Items
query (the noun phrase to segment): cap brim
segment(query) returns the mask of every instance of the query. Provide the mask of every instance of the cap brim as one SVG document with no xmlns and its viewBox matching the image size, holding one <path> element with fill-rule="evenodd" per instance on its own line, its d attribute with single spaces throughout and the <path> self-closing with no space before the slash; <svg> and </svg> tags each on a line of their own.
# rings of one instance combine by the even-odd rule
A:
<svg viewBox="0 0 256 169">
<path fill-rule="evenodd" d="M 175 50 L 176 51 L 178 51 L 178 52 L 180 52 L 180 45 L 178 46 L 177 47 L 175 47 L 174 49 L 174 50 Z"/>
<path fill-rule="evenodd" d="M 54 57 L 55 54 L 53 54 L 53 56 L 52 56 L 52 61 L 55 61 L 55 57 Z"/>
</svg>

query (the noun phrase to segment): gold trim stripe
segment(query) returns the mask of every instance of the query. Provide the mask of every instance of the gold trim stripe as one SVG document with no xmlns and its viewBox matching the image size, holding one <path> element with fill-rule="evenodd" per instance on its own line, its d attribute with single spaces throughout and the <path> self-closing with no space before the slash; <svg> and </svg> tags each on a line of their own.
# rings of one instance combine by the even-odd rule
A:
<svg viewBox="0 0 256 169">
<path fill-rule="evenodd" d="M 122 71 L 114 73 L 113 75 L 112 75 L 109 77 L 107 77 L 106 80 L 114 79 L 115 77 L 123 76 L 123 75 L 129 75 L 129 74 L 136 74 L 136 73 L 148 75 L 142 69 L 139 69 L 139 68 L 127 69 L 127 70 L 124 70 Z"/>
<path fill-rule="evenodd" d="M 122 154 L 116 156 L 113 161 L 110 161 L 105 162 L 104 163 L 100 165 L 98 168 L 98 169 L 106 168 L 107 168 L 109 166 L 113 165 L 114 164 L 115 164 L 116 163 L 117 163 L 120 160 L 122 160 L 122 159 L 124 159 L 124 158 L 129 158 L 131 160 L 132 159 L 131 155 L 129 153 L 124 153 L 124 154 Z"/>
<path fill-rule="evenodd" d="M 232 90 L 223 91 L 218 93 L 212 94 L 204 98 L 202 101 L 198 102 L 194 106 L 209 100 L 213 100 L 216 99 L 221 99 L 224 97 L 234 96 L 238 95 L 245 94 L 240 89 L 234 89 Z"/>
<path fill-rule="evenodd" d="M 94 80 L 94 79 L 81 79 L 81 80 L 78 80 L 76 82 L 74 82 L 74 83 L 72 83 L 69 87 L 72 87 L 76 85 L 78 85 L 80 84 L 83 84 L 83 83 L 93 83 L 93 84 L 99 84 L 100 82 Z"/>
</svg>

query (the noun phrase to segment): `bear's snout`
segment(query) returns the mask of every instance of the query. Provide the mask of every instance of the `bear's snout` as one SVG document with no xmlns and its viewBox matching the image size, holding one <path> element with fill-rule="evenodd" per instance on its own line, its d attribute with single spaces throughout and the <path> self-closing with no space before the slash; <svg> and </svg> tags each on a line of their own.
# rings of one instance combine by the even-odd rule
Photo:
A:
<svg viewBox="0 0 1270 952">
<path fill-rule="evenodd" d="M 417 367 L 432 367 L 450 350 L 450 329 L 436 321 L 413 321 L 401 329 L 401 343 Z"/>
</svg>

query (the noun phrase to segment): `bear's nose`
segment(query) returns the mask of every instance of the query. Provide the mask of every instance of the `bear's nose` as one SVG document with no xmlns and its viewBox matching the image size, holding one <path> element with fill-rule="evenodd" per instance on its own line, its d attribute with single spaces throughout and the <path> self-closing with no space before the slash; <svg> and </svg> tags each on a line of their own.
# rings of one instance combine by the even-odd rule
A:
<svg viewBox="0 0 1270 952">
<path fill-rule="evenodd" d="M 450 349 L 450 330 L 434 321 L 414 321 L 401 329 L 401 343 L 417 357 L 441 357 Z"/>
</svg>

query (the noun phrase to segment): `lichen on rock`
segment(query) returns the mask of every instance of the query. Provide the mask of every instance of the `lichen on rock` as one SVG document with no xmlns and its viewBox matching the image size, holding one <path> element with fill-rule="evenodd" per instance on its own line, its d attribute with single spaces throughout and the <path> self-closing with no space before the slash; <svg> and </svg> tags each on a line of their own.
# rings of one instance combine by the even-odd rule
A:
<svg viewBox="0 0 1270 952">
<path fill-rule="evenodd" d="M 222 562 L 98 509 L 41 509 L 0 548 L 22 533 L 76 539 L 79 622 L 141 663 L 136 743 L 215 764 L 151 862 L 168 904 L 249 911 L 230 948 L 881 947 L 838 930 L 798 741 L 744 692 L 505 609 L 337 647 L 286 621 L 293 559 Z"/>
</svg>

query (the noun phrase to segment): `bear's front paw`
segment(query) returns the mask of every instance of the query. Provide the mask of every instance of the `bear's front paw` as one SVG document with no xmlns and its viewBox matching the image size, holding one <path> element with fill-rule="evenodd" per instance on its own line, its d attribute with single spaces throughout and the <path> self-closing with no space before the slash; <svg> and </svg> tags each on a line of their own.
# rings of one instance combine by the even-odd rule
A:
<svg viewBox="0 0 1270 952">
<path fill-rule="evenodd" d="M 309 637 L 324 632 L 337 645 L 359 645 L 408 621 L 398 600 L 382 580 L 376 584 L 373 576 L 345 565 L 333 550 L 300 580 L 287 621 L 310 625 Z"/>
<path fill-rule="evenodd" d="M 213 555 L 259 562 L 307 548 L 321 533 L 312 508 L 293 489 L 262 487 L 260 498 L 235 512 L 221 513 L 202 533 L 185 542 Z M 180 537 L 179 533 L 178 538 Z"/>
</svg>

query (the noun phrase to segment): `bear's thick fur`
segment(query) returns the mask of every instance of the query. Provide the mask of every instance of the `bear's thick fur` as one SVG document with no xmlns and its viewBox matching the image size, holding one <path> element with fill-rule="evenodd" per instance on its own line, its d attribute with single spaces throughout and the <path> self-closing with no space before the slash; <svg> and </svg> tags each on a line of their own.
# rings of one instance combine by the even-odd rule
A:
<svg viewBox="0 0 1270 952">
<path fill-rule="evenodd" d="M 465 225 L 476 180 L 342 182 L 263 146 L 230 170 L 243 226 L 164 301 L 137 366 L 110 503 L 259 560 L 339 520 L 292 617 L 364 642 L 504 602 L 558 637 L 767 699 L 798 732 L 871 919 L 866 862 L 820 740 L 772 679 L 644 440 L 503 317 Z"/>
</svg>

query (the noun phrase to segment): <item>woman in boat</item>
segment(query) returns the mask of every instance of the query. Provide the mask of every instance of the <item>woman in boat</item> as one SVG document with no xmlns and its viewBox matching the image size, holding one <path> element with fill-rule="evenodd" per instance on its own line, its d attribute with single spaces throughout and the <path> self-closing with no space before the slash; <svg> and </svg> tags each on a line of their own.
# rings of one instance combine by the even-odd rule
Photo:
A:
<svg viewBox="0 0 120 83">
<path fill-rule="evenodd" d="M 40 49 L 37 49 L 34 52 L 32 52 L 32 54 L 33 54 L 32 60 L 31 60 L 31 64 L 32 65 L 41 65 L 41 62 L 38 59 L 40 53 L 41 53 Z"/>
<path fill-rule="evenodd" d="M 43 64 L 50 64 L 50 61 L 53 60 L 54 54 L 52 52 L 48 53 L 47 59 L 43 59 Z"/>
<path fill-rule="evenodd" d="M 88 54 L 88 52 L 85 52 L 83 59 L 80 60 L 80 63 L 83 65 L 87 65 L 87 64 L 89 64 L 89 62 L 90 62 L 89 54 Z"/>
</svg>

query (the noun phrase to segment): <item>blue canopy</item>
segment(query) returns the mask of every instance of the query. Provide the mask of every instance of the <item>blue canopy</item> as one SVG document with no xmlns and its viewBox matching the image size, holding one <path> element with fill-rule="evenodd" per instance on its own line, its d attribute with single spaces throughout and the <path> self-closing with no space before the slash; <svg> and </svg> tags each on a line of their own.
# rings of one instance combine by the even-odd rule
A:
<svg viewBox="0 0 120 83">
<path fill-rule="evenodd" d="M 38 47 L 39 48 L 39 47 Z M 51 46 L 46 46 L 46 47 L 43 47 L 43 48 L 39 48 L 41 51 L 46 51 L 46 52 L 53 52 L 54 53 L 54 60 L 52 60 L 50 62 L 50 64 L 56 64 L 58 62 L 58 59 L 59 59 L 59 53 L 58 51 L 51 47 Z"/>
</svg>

Set problem
Repeat only the stretch of lines that begins at the line containing "query (the noun phrase to segment): <item>blue" and ends at the last line above, both included.

In response
query (the noun phrase to segment): <item>blue canopy</item>
segment(query) returns the mask of every instance of the query. Provide the mask of every instance of the <item>blue canopy</item> as one SVG document with no xmlns and its viewBox matching the image size, holding one <path> element with fill-rule="evenodd" per instance on its own line, its d attribute with single spaces throughout and the <path> self-closing with no space before the slash; <svg> and </svg> tags each on a line of their own.
# rings of one instance combine by the even-odd rule
A:
<svg viewBox="0 0 120 83">
<path fill-rule="evenodd" d="M 38 47 L 39 48 L 39 47 Z M 51 46 L 46 46 L 46 47 L 43 47 L 43 48 L 39 48 L 41 51 L 46 51 L 46 52 L 53 52 L 54 53 L 54 60 L 52 60 L 50 62 L 50 64 L 56 64 L 58 62 L 58 59 L 59 59 L 59 53 L 58 51 L 51 47 Z"/>
</svg>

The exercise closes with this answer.